_What you are asked to do_
Find every line in the entries below that contains the string "photo" and copy each of those lines. The match is case-sensitive.

_Data entries_
#####

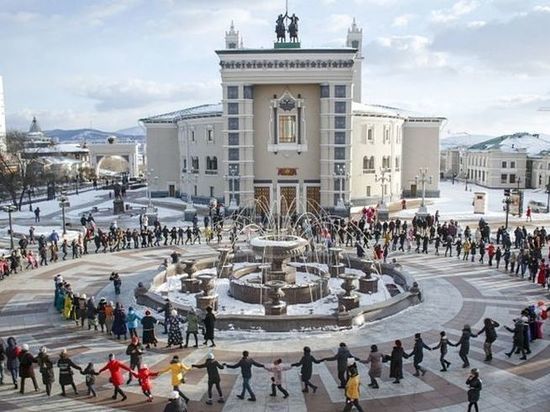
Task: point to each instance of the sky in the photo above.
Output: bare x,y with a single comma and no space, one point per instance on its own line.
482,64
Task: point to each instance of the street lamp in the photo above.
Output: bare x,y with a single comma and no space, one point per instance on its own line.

#####

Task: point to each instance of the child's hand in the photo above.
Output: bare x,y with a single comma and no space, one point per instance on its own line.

#####

_Correct answer_
Task: point to each instance of the sky in the photo above.
Task: point to each instance of the street lamp in the photo above.
Task: point to each instance of the child's hand in the photo above.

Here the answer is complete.